---------- Record excerpts

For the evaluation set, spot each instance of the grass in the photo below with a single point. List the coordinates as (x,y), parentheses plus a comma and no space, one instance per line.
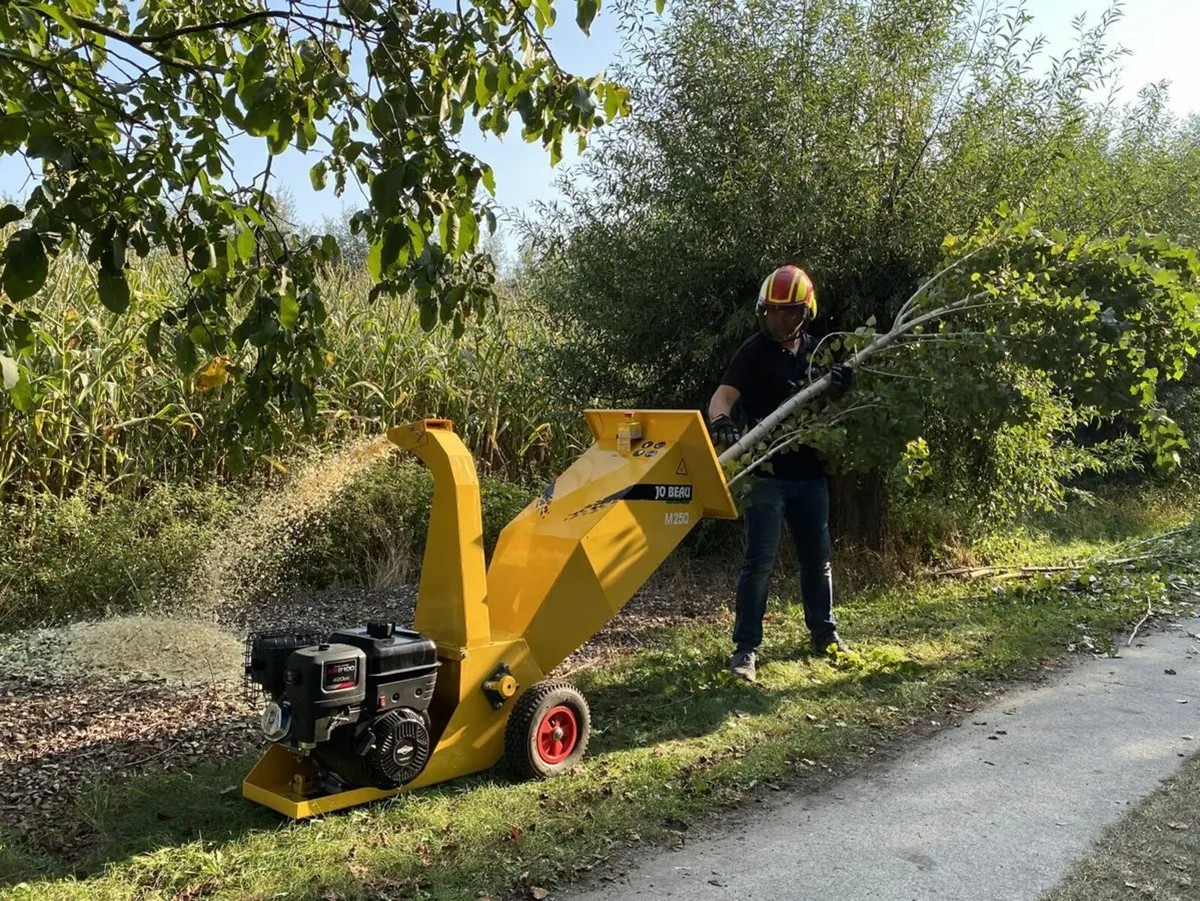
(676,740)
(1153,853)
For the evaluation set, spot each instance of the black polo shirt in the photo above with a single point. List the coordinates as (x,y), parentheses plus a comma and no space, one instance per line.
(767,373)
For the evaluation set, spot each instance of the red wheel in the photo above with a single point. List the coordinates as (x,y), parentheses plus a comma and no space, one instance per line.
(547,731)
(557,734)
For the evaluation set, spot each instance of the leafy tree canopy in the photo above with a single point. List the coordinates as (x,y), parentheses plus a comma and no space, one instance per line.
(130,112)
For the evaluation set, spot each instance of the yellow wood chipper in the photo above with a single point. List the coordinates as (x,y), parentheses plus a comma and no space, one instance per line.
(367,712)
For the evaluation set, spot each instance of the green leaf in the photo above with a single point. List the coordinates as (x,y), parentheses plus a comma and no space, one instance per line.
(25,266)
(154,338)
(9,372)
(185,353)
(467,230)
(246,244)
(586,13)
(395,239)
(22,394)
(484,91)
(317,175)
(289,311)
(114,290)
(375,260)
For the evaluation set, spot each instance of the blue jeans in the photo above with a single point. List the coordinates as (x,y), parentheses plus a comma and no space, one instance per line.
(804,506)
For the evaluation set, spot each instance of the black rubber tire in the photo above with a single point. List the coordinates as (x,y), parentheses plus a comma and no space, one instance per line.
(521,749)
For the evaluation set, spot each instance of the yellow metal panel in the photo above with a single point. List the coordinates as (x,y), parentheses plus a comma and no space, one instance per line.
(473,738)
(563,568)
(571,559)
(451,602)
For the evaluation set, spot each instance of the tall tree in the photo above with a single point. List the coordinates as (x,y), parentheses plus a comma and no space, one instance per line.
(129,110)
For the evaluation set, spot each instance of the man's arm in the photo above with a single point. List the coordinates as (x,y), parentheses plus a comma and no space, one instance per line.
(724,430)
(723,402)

--------------------
---------- Record excerpts

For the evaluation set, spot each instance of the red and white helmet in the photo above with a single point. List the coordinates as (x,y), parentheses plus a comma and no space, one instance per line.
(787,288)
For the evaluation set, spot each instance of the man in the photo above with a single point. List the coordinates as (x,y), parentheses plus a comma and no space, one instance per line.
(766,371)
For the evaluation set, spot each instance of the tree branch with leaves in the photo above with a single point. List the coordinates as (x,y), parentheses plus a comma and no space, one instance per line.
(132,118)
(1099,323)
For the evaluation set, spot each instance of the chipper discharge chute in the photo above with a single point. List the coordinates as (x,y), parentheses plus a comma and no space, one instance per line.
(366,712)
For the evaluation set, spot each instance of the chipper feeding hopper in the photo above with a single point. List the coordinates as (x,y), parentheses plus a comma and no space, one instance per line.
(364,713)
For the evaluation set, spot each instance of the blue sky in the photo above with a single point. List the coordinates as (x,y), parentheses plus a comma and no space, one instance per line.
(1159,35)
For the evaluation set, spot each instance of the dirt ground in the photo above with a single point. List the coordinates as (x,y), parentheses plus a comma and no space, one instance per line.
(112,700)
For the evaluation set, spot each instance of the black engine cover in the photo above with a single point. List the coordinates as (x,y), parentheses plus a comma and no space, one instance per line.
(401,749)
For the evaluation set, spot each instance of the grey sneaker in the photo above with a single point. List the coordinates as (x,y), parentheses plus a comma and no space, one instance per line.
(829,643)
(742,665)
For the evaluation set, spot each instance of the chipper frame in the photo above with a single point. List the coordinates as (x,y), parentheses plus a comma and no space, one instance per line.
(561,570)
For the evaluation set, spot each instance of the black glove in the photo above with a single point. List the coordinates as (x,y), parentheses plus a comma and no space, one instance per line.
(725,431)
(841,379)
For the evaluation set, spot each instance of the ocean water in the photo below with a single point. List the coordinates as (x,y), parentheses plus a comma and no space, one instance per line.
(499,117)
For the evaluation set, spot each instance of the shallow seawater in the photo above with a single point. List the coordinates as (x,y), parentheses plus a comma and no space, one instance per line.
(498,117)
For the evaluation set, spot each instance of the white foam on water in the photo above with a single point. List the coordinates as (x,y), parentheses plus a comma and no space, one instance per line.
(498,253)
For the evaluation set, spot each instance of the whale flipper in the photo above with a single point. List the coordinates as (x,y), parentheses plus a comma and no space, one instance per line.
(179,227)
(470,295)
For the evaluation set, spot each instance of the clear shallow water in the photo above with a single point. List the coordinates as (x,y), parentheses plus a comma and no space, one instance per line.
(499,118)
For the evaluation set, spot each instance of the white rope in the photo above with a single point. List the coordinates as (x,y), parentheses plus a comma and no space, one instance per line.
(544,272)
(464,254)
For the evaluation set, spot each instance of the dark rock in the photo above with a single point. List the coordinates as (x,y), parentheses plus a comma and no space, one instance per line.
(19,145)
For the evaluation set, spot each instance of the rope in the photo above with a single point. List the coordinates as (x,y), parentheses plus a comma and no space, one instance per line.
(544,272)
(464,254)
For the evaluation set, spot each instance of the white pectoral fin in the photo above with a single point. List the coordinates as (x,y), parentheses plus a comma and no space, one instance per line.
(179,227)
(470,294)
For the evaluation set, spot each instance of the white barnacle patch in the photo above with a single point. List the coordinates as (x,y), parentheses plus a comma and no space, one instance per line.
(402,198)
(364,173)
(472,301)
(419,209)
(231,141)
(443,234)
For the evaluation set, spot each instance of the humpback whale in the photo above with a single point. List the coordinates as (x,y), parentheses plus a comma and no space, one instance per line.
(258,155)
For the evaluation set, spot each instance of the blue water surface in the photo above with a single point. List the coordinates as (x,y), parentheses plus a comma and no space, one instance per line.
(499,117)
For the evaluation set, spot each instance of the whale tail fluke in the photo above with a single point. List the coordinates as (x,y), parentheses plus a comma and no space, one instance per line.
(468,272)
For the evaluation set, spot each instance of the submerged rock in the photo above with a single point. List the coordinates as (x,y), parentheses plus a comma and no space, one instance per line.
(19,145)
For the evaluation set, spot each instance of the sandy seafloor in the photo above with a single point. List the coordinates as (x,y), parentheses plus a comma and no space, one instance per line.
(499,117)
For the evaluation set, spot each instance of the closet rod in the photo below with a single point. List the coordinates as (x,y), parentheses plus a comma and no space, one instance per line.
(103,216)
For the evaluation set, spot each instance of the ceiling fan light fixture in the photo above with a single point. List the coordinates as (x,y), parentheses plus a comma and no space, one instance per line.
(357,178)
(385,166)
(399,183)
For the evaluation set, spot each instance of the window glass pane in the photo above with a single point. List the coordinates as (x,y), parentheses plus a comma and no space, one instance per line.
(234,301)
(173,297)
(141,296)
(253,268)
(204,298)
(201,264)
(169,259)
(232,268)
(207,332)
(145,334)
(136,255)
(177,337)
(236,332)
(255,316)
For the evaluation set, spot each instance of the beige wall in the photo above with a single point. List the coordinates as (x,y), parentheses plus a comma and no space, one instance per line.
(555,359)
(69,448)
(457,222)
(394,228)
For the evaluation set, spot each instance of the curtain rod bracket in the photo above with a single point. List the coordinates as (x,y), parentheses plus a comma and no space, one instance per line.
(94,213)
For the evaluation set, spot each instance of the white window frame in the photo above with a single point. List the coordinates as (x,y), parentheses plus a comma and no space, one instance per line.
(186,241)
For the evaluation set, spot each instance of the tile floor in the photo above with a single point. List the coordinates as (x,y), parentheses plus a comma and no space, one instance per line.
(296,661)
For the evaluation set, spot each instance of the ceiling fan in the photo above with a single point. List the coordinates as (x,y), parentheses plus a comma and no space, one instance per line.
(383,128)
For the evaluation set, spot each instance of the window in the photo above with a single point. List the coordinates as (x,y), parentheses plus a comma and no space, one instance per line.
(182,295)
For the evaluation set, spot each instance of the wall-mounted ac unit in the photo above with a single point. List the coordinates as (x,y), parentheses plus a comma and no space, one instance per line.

--------------------
---------- Record excerpts

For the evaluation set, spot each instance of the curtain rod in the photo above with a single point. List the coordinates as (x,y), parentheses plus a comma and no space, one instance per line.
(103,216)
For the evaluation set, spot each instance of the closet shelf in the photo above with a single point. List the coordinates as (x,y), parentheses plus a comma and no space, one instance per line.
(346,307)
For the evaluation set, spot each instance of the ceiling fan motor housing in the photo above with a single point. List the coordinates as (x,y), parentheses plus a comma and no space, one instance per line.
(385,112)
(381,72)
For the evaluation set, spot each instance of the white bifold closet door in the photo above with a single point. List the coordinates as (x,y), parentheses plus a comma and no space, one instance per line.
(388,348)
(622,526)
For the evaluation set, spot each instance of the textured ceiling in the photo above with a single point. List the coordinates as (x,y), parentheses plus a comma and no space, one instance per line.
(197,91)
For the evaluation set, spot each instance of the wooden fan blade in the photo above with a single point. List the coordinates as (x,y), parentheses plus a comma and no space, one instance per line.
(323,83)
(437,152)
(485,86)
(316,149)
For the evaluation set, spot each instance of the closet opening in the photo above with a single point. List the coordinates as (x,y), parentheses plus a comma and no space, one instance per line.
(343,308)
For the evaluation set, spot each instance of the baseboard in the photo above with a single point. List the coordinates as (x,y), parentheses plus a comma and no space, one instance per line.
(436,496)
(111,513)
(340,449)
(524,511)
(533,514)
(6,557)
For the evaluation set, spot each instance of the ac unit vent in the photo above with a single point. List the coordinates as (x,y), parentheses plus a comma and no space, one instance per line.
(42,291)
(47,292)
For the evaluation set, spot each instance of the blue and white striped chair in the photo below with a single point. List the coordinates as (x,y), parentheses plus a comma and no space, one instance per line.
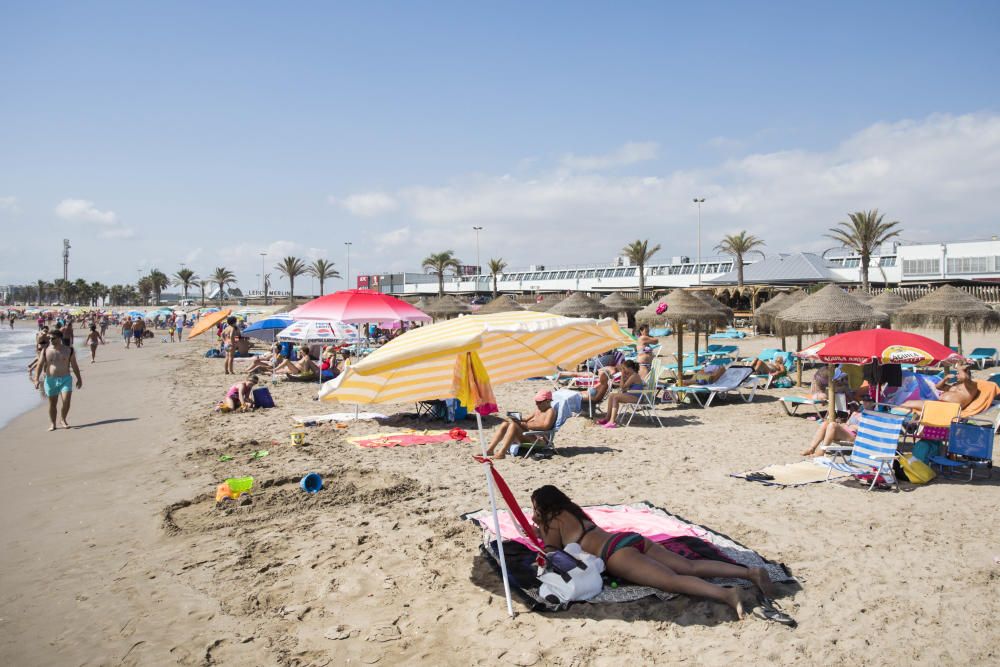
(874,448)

--------------------

- **What the exercise asks**:
Pick out each line of the data above that contains the string "glass", and copy those lines in full. Case counts.

- **Written reply**:
For the evaluation set, spot each instance of the window glass pane in the photo above with a single point. List the coordinates as (x,y), parentheses plus a comma and no space, one instance per line.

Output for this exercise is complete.